Article:
..........

The disjunction type: \/

Our iterations are looking better, but we are not there yet. Either, as provided by the Scala standard library, unfortunately does not play very well with for comprehensions like Option does. Scala does not enforce that Either‘s Left encodes the error return type (and consequently, that Right encodes the succes type). What this means is that in for comprehensions, we have to tell whether we expect the Right or Left type for each call. This is done by calling the Either.right or Either.left method.

def uno(): Either[String, Int] = { ... }
def dos(n: Int): Either[String, String] = { ... }
def tres(s: String): Either[String, Double] = { ... }

val finalResult: Either[String, Double] = for {
    result1 <- uno().right
    result2 <- dos(result1).right
    result3 <- tres(result2).right
} yield result3

It seems like a minor inconvenience to add .right, but there is something going on under the hood with .right and .left. They do not actually create Right and Left, but RightProjection and LeftProjection, which is a different type with different properties. The practical consequence is that the code below will not compile anymore (unlike its Option counterpart):

val finalResult: Either[String, Double] = for {
    result1 <- uno().right
    result2 <- dos(result1).right
    result3 <- tres(result2).right
    squared = result3 * result3
} yield squared

To get it working, we need to manually wrap the squared declaration inside an Either, invoke .right, and replace the value assignment operator:

val finalResult: Either[String, Double] = for {
    result1 <- uno().right
    result2 <- dos(result1).right
    result3 <- tres(result2).right
    squared <- Right(result3 * result3).right
} yield squared

This is getting unecessarily verbose. We have to invoke .right every time and we lose the ability to declare values inside for comprehensions. To remedy this, we need to use the scalaz library.

Scalaz is a third party Scala library that provides many useful functional programming abstractions. One that we will use now is called \/ (often called the disjunction type, since it is inspired by the mathematical disjunction operator ∨). It is very similar to Either, except for the fact that it is right-biased. This means, it expects the error type to be encoded as the left type and the expected type to be encoded as the right type.

..........

Records:

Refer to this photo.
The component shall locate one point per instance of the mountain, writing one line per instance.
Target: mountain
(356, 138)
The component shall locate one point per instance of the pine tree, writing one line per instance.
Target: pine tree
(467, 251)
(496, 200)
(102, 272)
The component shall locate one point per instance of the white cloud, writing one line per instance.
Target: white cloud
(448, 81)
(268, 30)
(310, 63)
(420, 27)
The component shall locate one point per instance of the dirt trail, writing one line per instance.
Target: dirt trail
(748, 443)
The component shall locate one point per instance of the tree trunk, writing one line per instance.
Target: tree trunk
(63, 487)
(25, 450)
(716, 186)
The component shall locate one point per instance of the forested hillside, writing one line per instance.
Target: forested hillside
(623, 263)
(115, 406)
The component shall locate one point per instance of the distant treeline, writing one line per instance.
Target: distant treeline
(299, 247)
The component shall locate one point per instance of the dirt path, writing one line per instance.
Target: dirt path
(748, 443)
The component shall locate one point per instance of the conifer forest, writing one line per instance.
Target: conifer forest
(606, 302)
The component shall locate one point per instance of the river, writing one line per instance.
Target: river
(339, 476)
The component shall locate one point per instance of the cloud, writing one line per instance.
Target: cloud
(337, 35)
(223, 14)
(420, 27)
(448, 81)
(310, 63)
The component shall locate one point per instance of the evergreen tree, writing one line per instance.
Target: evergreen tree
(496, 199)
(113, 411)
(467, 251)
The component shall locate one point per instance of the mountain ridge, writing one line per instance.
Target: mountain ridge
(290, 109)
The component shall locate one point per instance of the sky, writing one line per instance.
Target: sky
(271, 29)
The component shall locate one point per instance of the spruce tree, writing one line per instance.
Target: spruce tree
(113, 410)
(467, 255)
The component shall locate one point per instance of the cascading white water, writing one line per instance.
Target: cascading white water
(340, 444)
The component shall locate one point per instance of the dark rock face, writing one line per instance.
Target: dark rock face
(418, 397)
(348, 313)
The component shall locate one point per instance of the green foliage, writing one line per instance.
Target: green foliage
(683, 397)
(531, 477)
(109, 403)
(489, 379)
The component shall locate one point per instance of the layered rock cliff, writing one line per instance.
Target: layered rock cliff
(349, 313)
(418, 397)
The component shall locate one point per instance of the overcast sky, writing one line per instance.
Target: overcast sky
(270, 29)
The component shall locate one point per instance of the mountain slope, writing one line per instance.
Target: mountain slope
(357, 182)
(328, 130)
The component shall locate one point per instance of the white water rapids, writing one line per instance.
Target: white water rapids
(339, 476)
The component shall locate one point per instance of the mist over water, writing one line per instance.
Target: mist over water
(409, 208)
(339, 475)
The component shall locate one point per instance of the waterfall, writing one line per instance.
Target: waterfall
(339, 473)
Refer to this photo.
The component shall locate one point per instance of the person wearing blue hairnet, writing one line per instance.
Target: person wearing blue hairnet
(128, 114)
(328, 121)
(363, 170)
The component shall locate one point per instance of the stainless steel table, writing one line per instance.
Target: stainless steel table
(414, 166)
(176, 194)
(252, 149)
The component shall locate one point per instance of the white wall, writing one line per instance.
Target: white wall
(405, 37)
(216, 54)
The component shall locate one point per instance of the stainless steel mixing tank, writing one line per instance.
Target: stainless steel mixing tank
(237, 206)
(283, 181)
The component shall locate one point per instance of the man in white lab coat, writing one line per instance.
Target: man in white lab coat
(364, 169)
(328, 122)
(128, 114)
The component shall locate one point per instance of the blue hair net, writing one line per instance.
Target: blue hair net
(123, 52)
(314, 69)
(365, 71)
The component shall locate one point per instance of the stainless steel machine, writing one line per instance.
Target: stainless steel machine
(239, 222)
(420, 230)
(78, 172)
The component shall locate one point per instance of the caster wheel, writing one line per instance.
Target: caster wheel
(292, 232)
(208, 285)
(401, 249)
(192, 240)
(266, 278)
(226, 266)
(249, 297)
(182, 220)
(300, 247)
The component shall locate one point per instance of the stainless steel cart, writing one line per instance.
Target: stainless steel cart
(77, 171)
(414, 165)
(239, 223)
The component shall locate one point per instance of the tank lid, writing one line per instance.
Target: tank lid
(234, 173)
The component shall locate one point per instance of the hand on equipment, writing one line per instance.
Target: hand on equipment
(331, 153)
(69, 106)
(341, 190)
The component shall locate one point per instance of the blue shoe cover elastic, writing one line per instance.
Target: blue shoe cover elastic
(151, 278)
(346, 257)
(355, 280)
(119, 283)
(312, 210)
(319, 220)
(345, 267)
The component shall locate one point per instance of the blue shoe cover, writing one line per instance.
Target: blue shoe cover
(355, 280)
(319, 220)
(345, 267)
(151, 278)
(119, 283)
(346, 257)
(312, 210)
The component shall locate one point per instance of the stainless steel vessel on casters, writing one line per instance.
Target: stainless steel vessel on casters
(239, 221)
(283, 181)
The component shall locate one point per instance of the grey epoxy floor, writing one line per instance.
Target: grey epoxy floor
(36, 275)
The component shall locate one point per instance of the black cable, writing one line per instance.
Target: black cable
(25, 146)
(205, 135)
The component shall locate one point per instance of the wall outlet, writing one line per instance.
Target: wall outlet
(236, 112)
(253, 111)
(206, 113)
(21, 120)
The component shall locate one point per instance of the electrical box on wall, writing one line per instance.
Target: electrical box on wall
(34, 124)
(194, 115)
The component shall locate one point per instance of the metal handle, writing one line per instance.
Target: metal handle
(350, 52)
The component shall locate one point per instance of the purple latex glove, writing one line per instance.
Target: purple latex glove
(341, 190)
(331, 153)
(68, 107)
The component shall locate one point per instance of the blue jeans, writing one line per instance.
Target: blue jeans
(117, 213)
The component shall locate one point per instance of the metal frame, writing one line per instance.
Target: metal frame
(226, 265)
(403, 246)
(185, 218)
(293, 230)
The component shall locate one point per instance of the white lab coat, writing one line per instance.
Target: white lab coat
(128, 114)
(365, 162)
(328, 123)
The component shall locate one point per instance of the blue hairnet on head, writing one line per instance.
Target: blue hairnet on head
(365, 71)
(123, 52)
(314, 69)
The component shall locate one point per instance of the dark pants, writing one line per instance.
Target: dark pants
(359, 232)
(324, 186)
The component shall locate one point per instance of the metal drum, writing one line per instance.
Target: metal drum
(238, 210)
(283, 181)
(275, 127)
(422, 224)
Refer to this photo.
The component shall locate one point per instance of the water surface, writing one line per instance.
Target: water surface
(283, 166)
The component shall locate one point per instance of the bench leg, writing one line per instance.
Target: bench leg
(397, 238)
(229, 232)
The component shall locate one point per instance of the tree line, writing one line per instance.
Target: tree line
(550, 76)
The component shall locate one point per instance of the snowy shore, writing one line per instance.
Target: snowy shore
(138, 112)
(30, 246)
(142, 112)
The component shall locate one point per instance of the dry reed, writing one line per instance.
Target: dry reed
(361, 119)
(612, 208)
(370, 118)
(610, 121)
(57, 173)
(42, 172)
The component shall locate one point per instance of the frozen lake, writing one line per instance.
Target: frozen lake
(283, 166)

..........

Task prompt: Rewrite the article on the disjunction type from "This is getting" to "the scalaz library.", replacing "verbose" with "wordy".

Response for this exercise:
This is getting unecessarily wordy. We have to invoke .right every time and we lose the ability to declare values inside for comprehensions. To remedy this, we need to use the scalaz library.